Referring expression pointing data
____________
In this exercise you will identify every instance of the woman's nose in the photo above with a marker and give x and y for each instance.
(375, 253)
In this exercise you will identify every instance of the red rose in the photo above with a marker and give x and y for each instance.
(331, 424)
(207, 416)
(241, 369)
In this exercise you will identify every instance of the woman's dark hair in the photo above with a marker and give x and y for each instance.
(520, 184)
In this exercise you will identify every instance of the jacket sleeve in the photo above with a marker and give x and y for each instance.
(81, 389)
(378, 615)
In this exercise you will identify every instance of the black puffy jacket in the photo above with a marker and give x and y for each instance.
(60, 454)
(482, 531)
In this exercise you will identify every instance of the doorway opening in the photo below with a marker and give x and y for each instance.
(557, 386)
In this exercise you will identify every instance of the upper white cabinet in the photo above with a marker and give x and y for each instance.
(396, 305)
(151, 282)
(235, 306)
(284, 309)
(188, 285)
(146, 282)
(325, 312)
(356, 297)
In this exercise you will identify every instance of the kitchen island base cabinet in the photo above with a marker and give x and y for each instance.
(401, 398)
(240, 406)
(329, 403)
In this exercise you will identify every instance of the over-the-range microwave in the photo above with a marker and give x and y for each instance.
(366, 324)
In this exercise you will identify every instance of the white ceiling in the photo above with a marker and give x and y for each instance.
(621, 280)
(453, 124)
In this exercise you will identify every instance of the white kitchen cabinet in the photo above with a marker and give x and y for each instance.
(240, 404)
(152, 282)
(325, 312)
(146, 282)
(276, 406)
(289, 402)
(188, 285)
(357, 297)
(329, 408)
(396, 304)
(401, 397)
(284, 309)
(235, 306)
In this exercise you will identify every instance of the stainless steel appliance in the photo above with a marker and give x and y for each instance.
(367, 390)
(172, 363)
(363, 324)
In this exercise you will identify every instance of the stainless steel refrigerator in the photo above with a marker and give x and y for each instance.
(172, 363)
____________
YOUR INSTRUCTIONS: Take the records above and copy them out exactly.

THE COMPLETED TASK:
In this exercise you will identify every instance of the woman's nose in the photo above with a marker and give x and y for each instance.
(375, 253)
In this exercise you will identify every instance of the red rose in the photo above with a marker and give x and y for each instance.
(331, 424)
(207, 416)
(241, 369)
In this exercise you will identify every instance of the woman's dark hair in the photo above with a marker and give x and y for each instance.
(520, 184)
In this exercise you will identify every instance of the jacket sleeve in the photo above with a marker and give x and y for each instance.
(81, 389)
(378, 615)
In this exercise you will identify every instance of the black puffy jacket in the photo above with a marker and give x and y for each instance.
(60, 454)
(482, 531)
In this exercise you will identify every instance of the doorway opening in the photo below with a marker and give x and y for each instance.
(557, 386)
In this exercise you will identify every instance of the upper white cabinet in the photo above with a marker and give x and y for each instance.
(396, 305)
(151, 282)
(235, 306)
(284, 309)
(188, 285)
(146, 282)
(325, 312)
(356, 297)
In this exercise you will identify every instance of the kitchen island base cabinet in the photo above with a marker and give x and y for each instance.
(401, 398)
(240, 406)
(329, 403)
In this exercise you will identify every instance of the over-the-range microwave in the photo above with a marker and give x and y for each instance.
(366, 324)
In this exercise you will identify every instance of the white ceiling in the photo above with a marker and give x and y for each instance.
(621, 280)
(453, 124)
In this exercise you will identify every instance of the white kitchen cabinet in the photo above with a marker and give x and y for each instance.
(240, 404)
(152, 282)
(325, 312)
(146, 282)
(276, 406)
(289, 402)
(188, 285)
(357, 297)
(329, 408)
(396, 304)
(401, 397)
(284, 309)
(235, 306)
In this exercise you will identify every instance of the stainless steel appliance in the photo above with a marker and give x and y for each instance.
(367, 390)
(172, 363)
(363, 324)
In this exercise you will identify every instance of the stainless steel refrigerator in the photo above with a marker and give x and y for each instance.
(172, 363)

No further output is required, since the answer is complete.